All the entries need to be quoted exactly, apart from the pictures, which you should drop.

-- START --

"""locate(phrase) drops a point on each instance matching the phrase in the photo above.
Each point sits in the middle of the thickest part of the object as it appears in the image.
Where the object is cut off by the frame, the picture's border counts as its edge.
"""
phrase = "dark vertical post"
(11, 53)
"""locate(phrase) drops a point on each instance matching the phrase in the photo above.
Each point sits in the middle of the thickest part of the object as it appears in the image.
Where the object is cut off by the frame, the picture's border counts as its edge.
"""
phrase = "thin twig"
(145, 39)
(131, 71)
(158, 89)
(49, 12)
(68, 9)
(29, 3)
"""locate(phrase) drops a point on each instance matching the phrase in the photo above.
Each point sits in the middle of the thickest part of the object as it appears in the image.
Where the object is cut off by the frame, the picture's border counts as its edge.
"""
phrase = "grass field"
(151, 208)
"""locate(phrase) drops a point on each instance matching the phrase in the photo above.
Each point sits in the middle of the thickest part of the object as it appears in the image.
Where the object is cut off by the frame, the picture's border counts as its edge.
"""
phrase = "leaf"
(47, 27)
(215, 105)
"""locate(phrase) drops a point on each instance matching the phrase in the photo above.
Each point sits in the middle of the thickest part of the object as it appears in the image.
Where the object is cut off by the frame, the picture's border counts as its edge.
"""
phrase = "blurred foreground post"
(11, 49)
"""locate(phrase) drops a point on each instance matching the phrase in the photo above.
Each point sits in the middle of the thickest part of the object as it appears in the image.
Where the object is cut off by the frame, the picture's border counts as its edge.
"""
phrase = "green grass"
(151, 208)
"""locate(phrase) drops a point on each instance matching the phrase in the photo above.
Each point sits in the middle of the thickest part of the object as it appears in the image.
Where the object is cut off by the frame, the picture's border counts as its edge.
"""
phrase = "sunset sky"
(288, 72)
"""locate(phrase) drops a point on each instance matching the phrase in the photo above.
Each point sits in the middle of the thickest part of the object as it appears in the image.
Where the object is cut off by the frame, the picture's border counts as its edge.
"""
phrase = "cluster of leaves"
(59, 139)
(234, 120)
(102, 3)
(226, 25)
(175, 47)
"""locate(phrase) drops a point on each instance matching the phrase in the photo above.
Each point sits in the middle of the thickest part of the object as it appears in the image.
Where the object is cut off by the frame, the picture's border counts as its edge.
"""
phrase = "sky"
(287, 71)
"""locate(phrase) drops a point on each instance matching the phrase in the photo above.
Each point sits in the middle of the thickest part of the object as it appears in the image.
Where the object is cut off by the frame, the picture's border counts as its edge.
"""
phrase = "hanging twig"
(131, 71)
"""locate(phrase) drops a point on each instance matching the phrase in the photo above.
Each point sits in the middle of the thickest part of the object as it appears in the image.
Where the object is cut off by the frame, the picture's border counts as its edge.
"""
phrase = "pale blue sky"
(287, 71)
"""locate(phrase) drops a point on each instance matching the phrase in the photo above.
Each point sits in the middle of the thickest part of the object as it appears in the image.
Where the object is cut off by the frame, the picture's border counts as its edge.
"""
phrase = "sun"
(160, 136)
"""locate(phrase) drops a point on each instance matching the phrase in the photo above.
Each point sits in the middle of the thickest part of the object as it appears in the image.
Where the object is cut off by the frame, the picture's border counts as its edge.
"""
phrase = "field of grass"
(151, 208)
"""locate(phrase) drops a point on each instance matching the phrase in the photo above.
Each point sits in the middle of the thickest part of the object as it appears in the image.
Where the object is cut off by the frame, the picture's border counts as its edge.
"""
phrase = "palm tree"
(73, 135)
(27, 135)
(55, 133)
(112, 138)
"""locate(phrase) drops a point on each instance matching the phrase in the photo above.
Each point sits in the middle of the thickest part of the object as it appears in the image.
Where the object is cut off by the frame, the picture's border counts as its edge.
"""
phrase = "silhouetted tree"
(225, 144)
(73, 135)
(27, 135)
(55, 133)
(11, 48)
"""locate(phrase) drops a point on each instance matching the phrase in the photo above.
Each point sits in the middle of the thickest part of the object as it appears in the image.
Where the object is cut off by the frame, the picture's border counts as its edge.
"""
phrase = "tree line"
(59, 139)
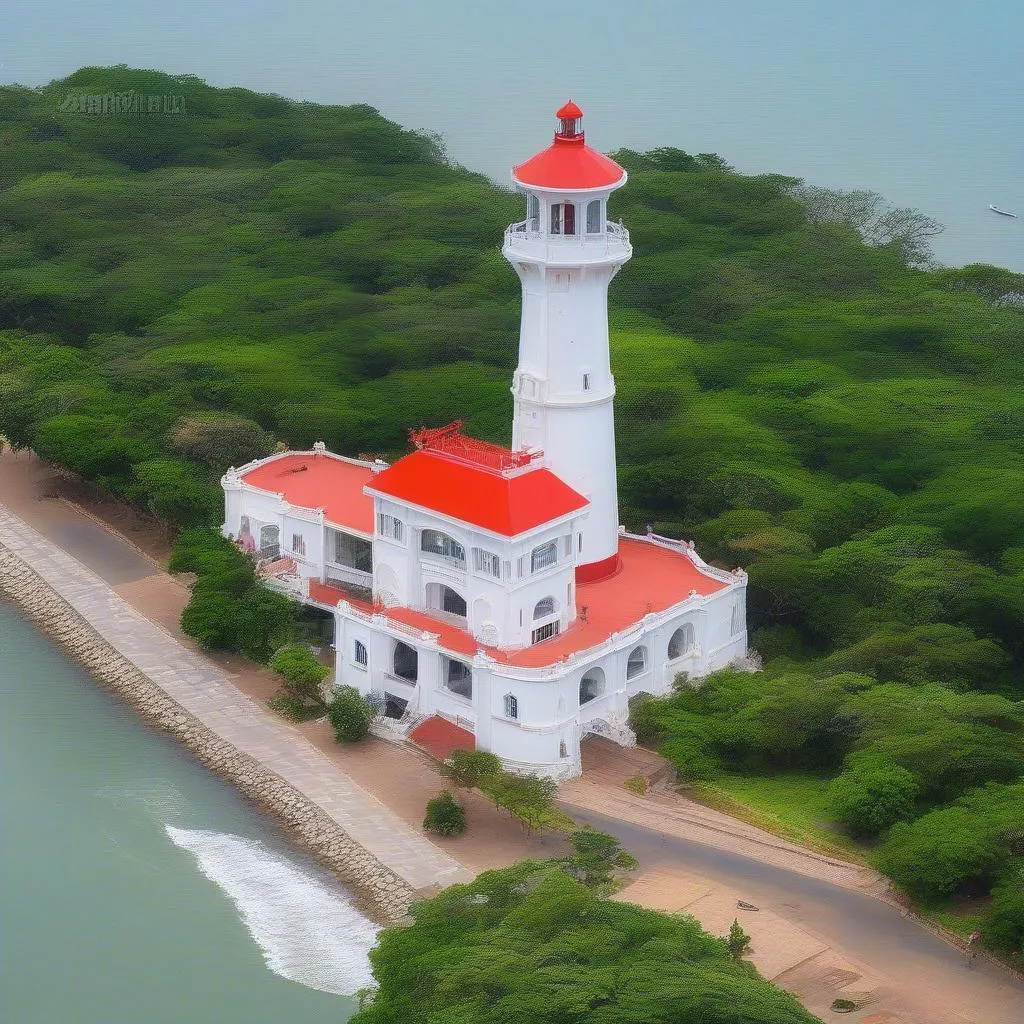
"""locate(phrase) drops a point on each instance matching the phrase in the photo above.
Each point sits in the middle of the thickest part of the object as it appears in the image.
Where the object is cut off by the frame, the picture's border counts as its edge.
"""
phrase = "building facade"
(488, 596)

-- END --

**WRITTEN RESPONSE**:
"""locate(phrase) drops a point on each instance matching the phrase in the photo above.
Each point sits in the middle of the thickest part of the object as it appears in the image.
Where the object is cut off by the frame, the picture's border counts as its edge.
"""
phrase = "dark vertical post"
(11, 53)
"""locate(phrase) drops a point on each instance matching the phrase in the photo above.
Each point sits in the middle of the thickest part of the object as it appears in the image.
Where the object is cut off by the frame, the picture's border counts as its edge.
"""
phrase = "thin twig"
(145, 39)
(131, 71)
(158, 89)
(49, 12)
(68, 9)
(29, 3)
"""locate(phrase) drops a point on each instance matching the phrase in the photo above.
Each point sits in the middle of the thickest part of the object as it appears in the image.
Where the object is cut off by the frame, the picture's border counts as its edge.
"""
phrase = "grass field"
(151, 208)
"""locate(phrase) drops a point on each instance matching the phrase in the photo above.
Each point sits in the middle of the thickest part of the object as it appears in the image.
Where the object is cut off by the frame, the picture's border counts as its edge.
"""
phrase = "leaf"
(47, 27)
(215, 105)
"""locate(phrase) drops a point on each instance matching the phrase in the photo above.
Each point sits in the middle of the thickest part of the object as it appears in the image.
Where the object is cut off by the frame, the picture's border counts as its edge.
"""
phrase = "blurred foreground post"
(11, 49)
"""locate(phrase) drops a point on each instance matching the phrase in the photo above.
Each point sits in the middle of the thickest part of the object as it appears in the image.
Where the object is cut off by the frame, the picture's border counts as its edge.
"""
phrase = "green grass"
(151, 208)
"""locate(phrase) drops a point on each instance matching the phrase in the photo above.
Each point sits in the middle of the thickest part of the object as it appears in the image.
Where the object is cut off by the frame, the picture's border counts as its edge.
"""
phrase = "sunset sky"
(288, 72)
"""locate(phrase) drops a point on each instance matching the phrase in the photo above.
Each point sits in the middle of the thickest part of the object as it appears in the image.
Where the object is cut off by the frame, the picture's border counts as its edge.
"""
phrase = "cluster of leaves"
(59, 139)
(234, 120)
(102, 3)
(226, 25)
(175, 47)
"""locate(phrase) drops a point on each instance matching the phrase in the photo above.
Each point sits in the middle of the thickest part of the object as it appears in the image.
Where the object is cut off by the frame, the picture's border counts as its edge.
"""
phrase = "sky"
(287, 71)
"""locate(phrase) drops a point on each instance matching the phrase in the photo above.
Each point sits in the middle of the thickest part of the object as it appears in the image.
Where the object is cut off by the frame, the picture's border counts as its edge.
"""
phrase = "hanging twig"
(131, 71)
"""locate(phrase) drops a point on each instance matching the phrase in the photo above.
Each point sits in the middle of the thickest part of the object as it appears in the image.
Where the object is cut off by the frame, the picture's border counts as its edge.
"""
phrase = "pale blue sky"
(287, 71)
"""locate(phrase) drops a point on each instance matching the phrase in the photo above.
Each point sits in the middle of the thickest part of the object as it appears in the image.
Where the object is cut off by the frame, the picture's border counts as its edge.
"""
phrase = "sun"
(160, 136)
"""locate(phrase) drops a point on each instance matching the phrase in the photo above.
Each point sits in the middle of the thickest part of the object as it appears in the image.
Where the object is cut off by the frame, the picture's border counts as its edge.
"""
phrase = "field of grass"
(151, 208)
"""locate(phrase) drops a point on each instance matching the phrase in the photo above.
Each point sits in the middle of the thickest part of the object as it appears in the image.
Where the object is cut off by the frame, the picture's border counts as its edge.
"""
phrase = "palm tree"
(73, 135)
(27, 135)
(55, 133)
(112, 138)
"""locate(phrase) drops a point on each instance matching the phrase in the photo above.
Each point sits in the middle of the thickest part of the object as it appears in the image.
Where the object is cut off by the frame, the picture's border counts as its edge.
"""
phrase = "silhouetted tree"
(225, 144)
(73, 135)
(27, 135)
(55, 133)
(11, 48)
"""locate(phrase) drops a point on each instance matching the phrase in the photo above.
Each point sits in the middle of the thickest part of the object as it appears in the image.
Where the object is cut off by the frame, the picture's border counts as its edge.
"""
phrase = "tree line"
(59, 139)
"""locate(phrase) drops a point on each instance matching the phrase in the photo above.
Each point sits in the middle of the thickest part of the object as it appears in the image.
Where the object is cut off by the frame, the picture's border counts as its edge.
"""
phrase = "building facade"
(488, 596)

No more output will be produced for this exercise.